### Exercise aim
Starting with the line that contains "Return one point per instance of the beach", reproduce each line through the end of the entries exactly as written.

## start Recorded data

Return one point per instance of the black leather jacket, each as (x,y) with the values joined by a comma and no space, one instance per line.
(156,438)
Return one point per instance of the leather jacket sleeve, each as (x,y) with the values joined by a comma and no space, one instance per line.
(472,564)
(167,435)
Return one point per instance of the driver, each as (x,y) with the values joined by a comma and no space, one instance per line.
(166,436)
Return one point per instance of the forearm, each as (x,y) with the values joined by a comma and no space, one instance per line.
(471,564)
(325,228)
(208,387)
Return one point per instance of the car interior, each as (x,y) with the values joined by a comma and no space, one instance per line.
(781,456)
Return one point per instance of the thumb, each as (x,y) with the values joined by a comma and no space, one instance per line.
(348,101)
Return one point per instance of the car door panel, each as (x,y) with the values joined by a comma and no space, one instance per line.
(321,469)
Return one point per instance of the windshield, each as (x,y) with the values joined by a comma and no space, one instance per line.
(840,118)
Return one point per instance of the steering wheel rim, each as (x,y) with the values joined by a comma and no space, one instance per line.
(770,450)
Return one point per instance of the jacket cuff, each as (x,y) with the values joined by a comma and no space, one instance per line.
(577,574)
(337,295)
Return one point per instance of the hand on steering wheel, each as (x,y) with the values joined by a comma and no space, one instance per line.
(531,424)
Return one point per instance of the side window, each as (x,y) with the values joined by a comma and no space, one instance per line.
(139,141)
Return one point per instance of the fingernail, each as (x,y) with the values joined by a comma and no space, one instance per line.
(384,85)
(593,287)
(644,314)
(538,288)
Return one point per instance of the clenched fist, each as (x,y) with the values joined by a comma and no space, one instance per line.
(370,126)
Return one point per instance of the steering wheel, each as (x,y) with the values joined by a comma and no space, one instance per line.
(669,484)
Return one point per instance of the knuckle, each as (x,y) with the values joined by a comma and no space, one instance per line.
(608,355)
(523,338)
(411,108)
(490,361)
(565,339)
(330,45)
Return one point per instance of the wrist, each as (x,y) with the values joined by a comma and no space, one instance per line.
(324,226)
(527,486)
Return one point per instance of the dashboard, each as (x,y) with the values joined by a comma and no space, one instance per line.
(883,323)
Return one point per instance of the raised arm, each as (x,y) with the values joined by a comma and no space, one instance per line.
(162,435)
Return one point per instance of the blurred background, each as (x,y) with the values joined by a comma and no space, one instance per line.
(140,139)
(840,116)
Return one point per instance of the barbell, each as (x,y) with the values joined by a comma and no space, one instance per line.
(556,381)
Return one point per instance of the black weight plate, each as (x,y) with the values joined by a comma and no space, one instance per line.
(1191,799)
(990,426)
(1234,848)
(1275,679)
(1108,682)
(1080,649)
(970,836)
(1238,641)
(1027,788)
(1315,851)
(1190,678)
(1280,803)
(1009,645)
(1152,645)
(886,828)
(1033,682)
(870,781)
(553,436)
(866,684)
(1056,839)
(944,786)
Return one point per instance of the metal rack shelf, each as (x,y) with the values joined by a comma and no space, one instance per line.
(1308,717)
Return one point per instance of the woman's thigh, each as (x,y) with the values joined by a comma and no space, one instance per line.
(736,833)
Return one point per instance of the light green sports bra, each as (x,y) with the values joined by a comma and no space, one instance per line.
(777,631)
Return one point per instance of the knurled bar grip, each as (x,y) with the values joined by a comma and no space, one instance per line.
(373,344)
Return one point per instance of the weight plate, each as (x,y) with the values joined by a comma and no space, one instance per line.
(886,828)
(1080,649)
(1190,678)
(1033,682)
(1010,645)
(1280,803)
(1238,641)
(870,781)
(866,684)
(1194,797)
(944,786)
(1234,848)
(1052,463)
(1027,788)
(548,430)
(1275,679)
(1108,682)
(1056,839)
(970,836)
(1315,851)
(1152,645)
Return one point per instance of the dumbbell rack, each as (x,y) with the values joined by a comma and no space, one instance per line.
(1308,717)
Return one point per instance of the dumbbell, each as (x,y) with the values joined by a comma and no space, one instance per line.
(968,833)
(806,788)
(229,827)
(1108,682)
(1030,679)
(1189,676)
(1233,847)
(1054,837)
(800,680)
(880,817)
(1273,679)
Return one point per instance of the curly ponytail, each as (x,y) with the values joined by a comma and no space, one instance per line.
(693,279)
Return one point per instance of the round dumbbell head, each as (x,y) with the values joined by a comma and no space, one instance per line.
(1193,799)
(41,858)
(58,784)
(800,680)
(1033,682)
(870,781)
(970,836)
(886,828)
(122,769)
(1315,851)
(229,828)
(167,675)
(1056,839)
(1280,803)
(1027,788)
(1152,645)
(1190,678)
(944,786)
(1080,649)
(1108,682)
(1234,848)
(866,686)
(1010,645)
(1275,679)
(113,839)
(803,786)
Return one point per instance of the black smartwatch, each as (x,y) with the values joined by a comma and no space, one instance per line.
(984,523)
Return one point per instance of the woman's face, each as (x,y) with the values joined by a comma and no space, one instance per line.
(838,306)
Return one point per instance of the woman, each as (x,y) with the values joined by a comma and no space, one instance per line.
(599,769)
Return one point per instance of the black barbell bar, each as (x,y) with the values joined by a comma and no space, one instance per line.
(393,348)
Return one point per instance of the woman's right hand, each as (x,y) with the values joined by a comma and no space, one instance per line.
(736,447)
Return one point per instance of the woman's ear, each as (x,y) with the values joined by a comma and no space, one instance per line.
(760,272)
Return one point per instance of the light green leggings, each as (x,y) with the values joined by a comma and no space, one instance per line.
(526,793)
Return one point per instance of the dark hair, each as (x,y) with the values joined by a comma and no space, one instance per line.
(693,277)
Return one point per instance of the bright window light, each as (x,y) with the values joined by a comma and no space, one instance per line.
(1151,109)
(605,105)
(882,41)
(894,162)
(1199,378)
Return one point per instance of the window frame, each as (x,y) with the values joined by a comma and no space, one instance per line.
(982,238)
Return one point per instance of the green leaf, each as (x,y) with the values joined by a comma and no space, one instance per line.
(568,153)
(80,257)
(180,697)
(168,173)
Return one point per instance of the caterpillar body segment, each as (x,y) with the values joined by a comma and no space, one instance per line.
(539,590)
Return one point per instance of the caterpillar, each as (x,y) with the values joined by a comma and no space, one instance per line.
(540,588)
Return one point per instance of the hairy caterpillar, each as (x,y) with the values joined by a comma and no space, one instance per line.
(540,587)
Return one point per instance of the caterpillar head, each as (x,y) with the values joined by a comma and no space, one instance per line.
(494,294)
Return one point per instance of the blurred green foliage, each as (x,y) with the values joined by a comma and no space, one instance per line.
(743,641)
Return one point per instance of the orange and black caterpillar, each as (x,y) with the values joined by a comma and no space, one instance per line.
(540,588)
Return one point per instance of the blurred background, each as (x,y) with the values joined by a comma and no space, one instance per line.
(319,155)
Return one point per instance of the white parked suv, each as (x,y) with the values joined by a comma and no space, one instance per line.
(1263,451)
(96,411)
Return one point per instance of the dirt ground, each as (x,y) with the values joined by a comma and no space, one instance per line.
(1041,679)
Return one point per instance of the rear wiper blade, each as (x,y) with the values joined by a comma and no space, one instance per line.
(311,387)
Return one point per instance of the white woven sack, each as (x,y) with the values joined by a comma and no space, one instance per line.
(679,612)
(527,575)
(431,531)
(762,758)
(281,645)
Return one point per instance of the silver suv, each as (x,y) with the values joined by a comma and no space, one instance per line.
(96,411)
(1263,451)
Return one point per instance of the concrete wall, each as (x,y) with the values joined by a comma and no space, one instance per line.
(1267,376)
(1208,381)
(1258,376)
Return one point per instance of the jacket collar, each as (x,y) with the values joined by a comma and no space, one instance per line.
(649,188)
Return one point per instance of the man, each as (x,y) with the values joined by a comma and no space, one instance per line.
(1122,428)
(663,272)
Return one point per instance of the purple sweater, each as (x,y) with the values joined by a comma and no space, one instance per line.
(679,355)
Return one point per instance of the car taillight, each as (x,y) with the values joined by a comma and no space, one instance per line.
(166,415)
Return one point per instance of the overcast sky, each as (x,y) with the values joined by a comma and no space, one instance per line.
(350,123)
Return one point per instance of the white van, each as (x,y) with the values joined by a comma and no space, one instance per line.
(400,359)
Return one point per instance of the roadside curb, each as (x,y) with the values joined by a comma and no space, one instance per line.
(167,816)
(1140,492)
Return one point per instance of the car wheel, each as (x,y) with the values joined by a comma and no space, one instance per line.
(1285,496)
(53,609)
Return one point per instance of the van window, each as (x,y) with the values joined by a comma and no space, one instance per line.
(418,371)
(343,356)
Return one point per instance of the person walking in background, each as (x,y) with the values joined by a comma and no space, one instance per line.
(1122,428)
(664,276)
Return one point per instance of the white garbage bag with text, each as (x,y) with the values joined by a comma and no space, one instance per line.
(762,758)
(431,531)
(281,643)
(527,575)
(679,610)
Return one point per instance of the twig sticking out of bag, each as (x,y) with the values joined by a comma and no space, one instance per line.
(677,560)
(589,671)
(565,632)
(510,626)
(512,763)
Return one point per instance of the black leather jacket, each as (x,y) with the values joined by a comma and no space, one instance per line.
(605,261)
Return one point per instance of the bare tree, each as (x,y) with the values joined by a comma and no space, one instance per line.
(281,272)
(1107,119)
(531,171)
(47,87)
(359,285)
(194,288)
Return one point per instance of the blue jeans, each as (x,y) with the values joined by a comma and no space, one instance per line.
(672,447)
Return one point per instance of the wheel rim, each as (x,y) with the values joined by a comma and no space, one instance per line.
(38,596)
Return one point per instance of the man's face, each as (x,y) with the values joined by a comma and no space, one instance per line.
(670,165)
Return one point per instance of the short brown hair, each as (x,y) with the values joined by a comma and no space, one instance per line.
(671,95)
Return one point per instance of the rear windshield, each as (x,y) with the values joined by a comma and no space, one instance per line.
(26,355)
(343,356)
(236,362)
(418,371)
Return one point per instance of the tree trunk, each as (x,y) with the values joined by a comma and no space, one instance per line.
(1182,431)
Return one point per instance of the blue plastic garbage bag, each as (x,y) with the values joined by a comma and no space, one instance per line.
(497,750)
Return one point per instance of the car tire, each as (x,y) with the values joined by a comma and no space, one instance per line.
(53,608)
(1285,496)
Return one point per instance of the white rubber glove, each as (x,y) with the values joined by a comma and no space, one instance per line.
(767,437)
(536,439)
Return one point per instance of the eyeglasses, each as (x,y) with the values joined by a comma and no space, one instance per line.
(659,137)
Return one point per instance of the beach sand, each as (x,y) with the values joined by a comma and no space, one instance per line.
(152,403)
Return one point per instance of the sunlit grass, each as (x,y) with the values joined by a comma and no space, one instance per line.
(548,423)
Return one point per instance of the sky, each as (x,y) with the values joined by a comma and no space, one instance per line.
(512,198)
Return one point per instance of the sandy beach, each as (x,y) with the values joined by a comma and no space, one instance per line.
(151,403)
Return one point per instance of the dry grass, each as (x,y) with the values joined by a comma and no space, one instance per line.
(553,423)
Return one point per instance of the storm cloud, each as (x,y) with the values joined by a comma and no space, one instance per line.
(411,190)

## end Recorded data

### Answer to the task
Return one point per instance of the beach sand, each as (x,y) with the values joined by a comma and no space, one instance per line.
(152,403)
Return one point per instance of the sunlit grass, each as (x,y) with the values joined by a comma and no space, one instance per line.
(548,423)
Return one point per instance of the sky, each as (x,y) with the values joined by a comma and no space, one instance per line.
(512,198)
Return one point per instance of the sandy beach, each as (x,y) with the values joined by a comma and no space, one instance per line.
(151,403)
Return one point per instance of the dry grass, each as (x,y) with the values joined by a comma and no space, one instance per line.
(553,423)
Return one point per instance of the storm cloud, each as (x,y) with the values joined by a comma and no space, one instance per line.
(411,190)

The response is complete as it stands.